Your instructions: Begin at the line with "Task: tag the white teeth" and output every line through the end of the records, exactly as given. Omit pictures.
----
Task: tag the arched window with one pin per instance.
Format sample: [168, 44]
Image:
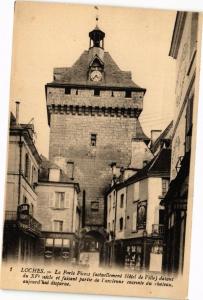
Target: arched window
[27, 166]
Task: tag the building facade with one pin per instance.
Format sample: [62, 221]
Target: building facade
[93, 108]
[59, 213]
[184, 50]
[21, 228]
[135, 217]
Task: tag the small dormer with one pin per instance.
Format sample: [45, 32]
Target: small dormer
[54, 174]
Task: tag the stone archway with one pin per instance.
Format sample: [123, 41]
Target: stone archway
[92, 247]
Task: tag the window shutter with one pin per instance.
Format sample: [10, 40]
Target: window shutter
[135, 219]
[51, 200]
[67, 200]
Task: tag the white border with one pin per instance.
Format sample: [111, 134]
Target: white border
[6, 26]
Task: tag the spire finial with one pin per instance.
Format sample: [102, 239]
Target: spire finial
[97, 15]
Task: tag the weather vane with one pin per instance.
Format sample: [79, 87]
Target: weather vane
[97, 15]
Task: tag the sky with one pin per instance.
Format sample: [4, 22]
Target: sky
[48, 35]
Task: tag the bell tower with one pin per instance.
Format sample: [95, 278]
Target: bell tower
[93, 107]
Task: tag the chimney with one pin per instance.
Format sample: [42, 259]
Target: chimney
[17, 112]
[154, 135]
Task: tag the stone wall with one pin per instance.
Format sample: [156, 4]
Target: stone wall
[70, 137]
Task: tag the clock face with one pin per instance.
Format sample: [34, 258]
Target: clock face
[96, 75]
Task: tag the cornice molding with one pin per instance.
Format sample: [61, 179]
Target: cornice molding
[177, 33]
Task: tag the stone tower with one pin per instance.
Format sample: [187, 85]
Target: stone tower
[92, 110]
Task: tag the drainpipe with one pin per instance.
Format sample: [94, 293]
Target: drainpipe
[115, 227]
[20, 153]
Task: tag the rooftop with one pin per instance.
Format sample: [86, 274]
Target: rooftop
[77, 74]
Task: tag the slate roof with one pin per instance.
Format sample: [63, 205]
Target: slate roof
[78, 74]
[159, 166]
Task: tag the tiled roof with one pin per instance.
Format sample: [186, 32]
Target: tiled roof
[78, 73]
[159, 166]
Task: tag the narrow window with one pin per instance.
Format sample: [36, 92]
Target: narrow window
[122, 201]
[58, 226]
[128, 94]
[93, 139]
[70, 169]
[121, 224]
[96, 92]
[165, 185]
[67, 91]
[94, 206]
[59, 200]
[24, 200]
[27, 166]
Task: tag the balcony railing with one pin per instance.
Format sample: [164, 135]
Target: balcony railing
[158, 230]
[24, 222]
[11, 215]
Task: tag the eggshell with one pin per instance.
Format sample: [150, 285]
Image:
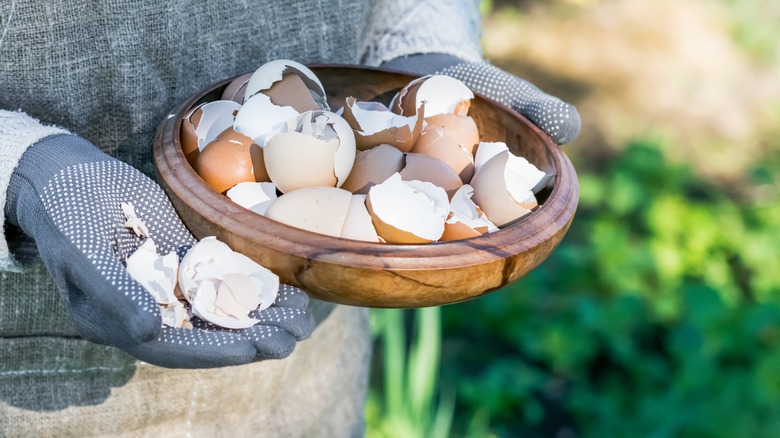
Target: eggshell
[224, 164]
[256, 152]
[426, 168]
[462, 128]
[407, 211]
[258, 118]
[318, 209]
[317, 150]
[435, 143]
[357, 224]
[373, 166]
[441, 94]
[374, 124]
[236, 88]
[502, 187]
[224, 286]
[255, 196]
[202, 125]
[274, 71]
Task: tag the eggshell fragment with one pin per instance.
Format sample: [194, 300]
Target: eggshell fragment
[374, 124]
[441, 94]
[357, 224]
[437, 144]
[426, 168]
[255, 196]
[465, 218]
[318, 209]
[224, 164]
[462, 128]
[275, 71]
[224, 286]
[202, 125]
[407, 211]
[258, 118]
[373, 166]
[502, 187]
[317, 149]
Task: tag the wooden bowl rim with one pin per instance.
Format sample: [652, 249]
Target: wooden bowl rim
[553, 215]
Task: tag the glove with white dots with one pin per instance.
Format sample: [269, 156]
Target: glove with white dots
[66, 194]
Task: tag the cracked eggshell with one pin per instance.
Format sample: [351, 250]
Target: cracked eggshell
[317, 149]
[426, 168]
[437, 144]
[224, 287]
[321, 210]
[358, 224]
[268, 75]
[236, 89]
[374, 124]
[502, 187]
[254, 196]
[259, 118]
[407, 211]
[465, 218]
[462, 128]
[202, 125]
[441, 94]
[373, 166]
[225, 163]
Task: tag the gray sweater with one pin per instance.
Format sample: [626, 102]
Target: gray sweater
[109, 71]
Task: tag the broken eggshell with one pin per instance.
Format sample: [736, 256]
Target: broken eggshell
[503, 187]
[224, 287]
[374, 124]
[270, 74]
[315, 149]
[441, 94]
[408, 211]
[202, 125]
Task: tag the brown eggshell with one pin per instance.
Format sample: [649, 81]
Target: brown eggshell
[426, 168]
[223, 164]
[462, 128]
[256, 152]
[448, 149]
[236, 88]
[373, 166]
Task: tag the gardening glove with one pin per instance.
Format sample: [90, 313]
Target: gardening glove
[558, 119]
[66, 194]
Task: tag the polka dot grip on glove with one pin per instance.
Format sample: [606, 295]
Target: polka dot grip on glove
[66, 194]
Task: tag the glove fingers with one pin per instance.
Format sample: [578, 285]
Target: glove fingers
[193, 348]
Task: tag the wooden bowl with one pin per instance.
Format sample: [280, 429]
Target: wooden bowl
[373, 274]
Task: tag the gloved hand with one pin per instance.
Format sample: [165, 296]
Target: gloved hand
[558, 119]
[66, 195]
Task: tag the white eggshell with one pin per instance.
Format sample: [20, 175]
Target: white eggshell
[258, 118]
[408, 211]
[318, 209]
[211, 268]
[357, 224]
[253, 196]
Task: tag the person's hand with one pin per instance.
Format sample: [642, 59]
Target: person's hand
[67, 195]
[558, 119]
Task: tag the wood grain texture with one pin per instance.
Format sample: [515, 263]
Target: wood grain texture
[373, 274]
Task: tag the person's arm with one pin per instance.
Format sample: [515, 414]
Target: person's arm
[66, 194]
[442, 37]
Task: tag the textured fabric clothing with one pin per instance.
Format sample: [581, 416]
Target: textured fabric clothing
[109, 72]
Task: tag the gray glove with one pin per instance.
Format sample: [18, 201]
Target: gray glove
[66, 195]
[558, 119]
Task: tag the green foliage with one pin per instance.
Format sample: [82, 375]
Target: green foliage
[658, 315]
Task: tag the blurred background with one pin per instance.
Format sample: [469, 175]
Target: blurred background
[659, 313]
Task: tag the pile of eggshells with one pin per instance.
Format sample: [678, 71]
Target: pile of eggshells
[415, 172]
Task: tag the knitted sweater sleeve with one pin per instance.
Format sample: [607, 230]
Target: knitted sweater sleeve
[399, 28]
[18, 131]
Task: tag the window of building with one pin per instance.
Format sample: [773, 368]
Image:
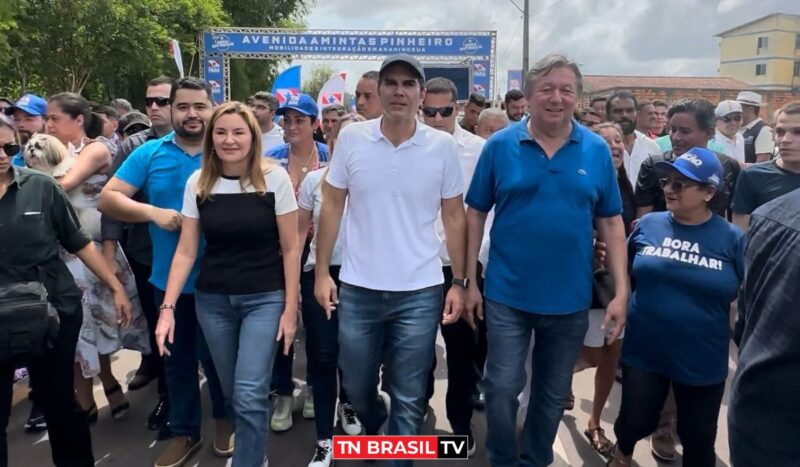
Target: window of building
[763, 44]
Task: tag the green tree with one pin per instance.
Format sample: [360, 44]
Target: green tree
[102, 46]
[319, 75]
[249, 76]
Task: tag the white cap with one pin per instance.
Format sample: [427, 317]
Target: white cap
[727, 107]
[749, 98]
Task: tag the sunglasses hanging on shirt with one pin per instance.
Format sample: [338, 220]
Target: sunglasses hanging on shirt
[431, 112]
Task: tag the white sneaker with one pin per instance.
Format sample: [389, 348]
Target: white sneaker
[308, 403]
[350, 423]
[323, 455]
[282, 413]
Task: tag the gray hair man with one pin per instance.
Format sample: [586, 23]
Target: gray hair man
[490, 121]
[551, 182]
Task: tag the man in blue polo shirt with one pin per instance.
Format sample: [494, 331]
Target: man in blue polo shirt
[551, 182]
[160, 168]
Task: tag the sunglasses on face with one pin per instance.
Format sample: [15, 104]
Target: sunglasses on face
[11, 149]
[731, 118]
[431, 112]
[159, 101]
[676, 185]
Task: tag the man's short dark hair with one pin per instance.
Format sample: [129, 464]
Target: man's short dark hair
[373, 75]
[441, 85]
[269, 98]
[195, 84]
[597, 99]
[621, 95]
[702, 110]
[513, 95]
[477, 99]
[107, 110]
[161, 80]
[643, 104]
[588, 111]
[338, 108]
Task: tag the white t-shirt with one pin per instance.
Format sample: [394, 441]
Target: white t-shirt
[733, 147]
[764, 142]
[469, 149]
[277, 180]
[394, 198]
[310, 199]
[272, 138]
[643, 147]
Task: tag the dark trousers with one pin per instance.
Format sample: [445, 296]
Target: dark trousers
[153, 362]
[322, 353]
[189, 346]
[643, 396]
[461, 344]
[52, 380]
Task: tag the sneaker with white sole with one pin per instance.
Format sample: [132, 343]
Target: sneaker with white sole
[178, 451]
[308, 403]
[350, 422]
[282, 413]
[323, 454]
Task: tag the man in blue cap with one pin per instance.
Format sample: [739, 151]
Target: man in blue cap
[299, 156]
[28, 113]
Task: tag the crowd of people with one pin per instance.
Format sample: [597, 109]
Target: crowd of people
[615, 236]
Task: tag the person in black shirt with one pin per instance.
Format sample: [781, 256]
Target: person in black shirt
[765, 181]
[691, 124]
[247, 289]
[764, 414]
[36, 221]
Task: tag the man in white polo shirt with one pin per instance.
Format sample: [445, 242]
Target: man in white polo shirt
[396, 174]
[758, 143]
[727, 135]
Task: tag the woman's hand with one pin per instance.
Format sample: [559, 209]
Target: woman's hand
[123, 307]
[165, 330]
[287, 327]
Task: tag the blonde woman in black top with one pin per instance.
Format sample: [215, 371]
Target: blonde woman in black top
[247, 289]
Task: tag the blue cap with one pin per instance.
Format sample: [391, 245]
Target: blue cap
[698, 164]
[302, 103]
[30, 104]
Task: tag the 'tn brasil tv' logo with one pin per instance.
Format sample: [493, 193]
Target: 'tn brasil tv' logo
[221, 42]
[470, 46]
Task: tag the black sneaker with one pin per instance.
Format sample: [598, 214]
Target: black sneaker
[36, 422]
[159, 416]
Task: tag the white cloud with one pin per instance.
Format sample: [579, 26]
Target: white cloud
[625, 37]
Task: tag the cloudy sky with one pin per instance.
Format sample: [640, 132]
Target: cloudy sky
[625, 37]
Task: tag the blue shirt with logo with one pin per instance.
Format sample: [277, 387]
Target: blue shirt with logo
[684, 279]
[281, 153]
[160, 168]
[540, 258]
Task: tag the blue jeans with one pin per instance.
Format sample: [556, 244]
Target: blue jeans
[398, 328]
[241, 331]
[183, 382]
[558, 342]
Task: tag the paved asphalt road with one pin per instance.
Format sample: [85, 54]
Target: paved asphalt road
[127, 443]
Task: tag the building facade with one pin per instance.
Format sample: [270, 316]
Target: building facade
[764, 52]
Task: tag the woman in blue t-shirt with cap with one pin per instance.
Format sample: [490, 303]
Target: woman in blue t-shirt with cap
[688, 264]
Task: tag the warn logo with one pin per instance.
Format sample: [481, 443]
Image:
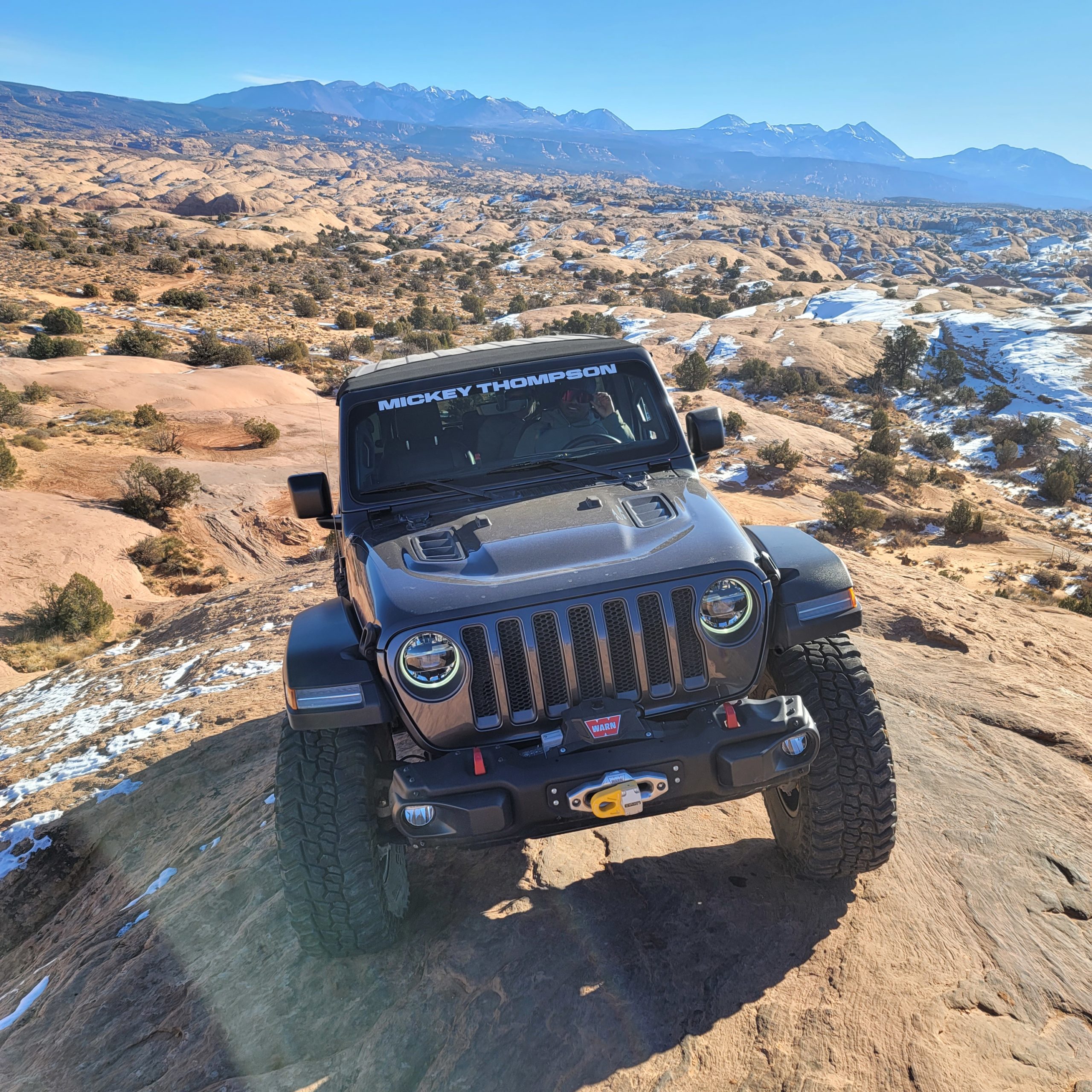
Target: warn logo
[604, 726]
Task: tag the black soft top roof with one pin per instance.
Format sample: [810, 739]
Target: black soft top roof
[493, 354]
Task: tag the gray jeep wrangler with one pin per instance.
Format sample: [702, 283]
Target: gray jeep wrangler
[546, 622]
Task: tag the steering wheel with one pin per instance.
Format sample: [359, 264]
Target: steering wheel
[592, 440]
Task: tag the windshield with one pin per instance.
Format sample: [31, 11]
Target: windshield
[456, 426]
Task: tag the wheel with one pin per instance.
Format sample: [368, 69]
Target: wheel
[346, 892]
[840, 818]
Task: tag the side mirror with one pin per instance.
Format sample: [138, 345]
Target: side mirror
[311, 496]
[705, 432]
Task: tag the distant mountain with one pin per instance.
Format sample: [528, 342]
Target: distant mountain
[404, 103]
[860, 143]
[854, 162]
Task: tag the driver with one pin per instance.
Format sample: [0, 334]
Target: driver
[582, 412]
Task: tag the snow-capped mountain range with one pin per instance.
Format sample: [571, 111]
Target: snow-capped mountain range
[853, 162]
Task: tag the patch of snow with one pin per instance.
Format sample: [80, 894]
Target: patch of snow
[21, 833]
[161, 882]
[123, 649]
[122, 789]
[140, 918]
[26, 1004]
[242, 647]
[857, 305]
[729, 472]
[75, 766]
[137, 738]
[173, 679]
[250, 670]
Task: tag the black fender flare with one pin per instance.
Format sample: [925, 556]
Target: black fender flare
[813, 590]
[325, 651]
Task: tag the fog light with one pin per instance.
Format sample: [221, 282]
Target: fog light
[418, 815]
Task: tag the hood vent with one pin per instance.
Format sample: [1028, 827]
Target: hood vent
[650, 511]
[438, 546]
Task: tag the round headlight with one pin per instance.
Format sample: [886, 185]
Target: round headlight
[726, 607]
[430, 660]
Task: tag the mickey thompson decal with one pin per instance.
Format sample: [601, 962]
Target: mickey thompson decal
[543, 379]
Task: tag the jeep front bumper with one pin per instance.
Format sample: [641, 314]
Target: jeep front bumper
[488, 795]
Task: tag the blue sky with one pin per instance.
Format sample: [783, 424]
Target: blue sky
[934, 77]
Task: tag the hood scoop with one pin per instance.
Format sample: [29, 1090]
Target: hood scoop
[438, 546]
[650, 511]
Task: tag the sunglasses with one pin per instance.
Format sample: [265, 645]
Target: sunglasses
[580, 398]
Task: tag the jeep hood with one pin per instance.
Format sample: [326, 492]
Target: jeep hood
[542, 549]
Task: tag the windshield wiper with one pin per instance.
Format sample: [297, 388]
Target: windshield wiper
[437, 484]
[565, 463]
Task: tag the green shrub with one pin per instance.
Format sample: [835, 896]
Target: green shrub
[884, 441]
[876, 468]
[996, 398]
[166, 264]
[35, 392]
[1060, 483]
[694, 374]
[61, 320]
[75, 611]
[1007, 453]
[11, 311]
[44, 348]
[235, 356]
[305, 306]
[9, 467]
[781, 455]
[264, 432]
[849, 512]
[206, 350]
[192, 299]
[149, 492]
[1050, 579]
[32, 443]
[289, 352]
[139, 340]
[167, 555]
[147, 415]
[11, 409]
[962, 520]
[734, 423]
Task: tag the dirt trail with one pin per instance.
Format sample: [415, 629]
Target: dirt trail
[671, 952]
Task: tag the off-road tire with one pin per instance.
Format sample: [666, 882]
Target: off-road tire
[840, 818]
[346, 892]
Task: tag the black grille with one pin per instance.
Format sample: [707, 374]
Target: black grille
[514, 656]
[551, 661]
[483, 691]
[649, 511]
[691, 652]
[586, 653]
[439, 546]
[621, 645]
[656, 660]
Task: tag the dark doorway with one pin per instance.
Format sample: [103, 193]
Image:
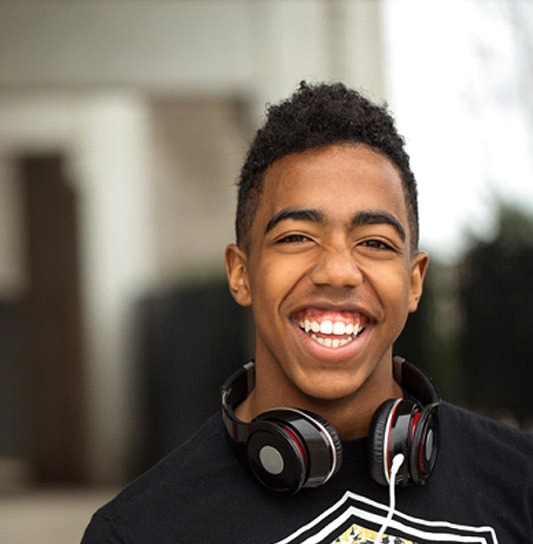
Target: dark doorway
[49, 331]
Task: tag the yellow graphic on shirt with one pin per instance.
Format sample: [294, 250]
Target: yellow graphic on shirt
[360, 535]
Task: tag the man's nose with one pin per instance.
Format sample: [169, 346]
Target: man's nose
[337, 268]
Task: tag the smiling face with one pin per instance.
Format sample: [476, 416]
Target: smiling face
[330, 277]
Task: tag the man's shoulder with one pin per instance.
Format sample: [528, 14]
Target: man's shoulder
[182, 477]
[470, 431]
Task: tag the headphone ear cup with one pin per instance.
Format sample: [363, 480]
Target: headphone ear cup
[289, 449]
[425, 444]
[377, 439]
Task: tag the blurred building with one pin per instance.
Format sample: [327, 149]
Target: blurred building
[122, 129]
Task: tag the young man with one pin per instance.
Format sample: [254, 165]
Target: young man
[327, 437]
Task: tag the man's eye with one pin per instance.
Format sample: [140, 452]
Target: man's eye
[376, 244]
[293, 239]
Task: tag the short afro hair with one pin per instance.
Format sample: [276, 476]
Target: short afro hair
[316, 116]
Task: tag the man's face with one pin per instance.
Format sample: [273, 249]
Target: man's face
[328, 273]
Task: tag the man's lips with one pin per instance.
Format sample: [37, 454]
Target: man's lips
[331, 328]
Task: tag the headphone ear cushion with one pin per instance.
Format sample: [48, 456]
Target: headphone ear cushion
[377, 438]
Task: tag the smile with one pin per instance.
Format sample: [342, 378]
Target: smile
[330, 331]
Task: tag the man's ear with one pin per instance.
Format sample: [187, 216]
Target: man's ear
[237, 272]
[419, 266]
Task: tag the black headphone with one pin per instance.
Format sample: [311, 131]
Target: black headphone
[288, 449]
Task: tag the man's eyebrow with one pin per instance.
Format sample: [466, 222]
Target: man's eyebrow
[378, 218]
[297, 214]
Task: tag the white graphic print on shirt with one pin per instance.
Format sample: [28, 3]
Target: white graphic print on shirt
[356, 519]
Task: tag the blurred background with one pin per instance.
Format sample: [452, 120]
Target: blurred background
[123, 125]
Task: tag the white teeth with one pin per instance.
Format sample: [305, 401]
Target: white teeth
[331, 342]
[326, 327]
[339, 328]
[348, 331]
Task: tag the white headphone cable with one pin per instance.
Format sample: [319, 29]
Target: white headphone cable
[397, 462]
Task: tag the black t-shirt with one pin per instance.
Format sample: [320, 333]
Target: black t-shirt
[480, 491]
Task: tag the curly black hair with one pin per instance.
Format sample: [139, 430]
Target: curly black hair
[316, 116]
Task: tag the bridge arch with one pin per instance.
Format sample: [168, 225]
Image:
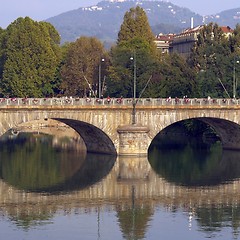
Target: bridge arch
[228, 131]
[94, 138]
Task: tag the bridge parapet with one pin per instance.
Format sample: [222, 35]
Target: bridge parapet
[70, 101]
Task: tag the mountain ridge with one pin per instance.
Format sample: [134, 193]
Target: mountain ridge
[103, 20]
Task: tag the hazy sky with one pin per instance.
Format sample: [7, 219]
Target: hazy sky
[38, 10]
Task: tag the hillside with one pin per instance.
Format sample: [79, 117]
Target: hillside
----
Task solution:
Task: tag the white teeth with one pin per instance.
Format sample: [305, 401]
Target: white teeth
[331, 342]
[326, 327]
[339, 328]
[348, 331]
Task: tag the white headphone cable with one pin per instance.
Format sample: [319, 29]
Target: white headphone cable
[397, 462]
Task: tag the black t-shirt with one pin per instance.
Format sample: [320, 333]
Target: black t-shirt
[480, 491]
Task: tag the curly black hair with one pin per instance.
Format sample: [139, 430]
Target: curly black hair
[316, 116]
Task: tag the bridge arch with one pin per instance.
Format sample: [168, 225]
Image:
Target: bridge arch
[228, 131]
[94, 138]
Task: tag the bridge parapet with one pin per instance.
Format sample: [222, 35]
Target: bridge parapet
[70, 101]
Task: tag the mountain ridge with one pin per instance.
Format sample: [134, 193]
Target: mountain ridge
[103, 20]
Task: tag the hazy sky with one pin per instance.
Format sample: [7, 219]
Target: hazy sky
[38, 10]
Task: tag the hillside with one pin per instance.
Format sample: [79, 117]
Target: hillside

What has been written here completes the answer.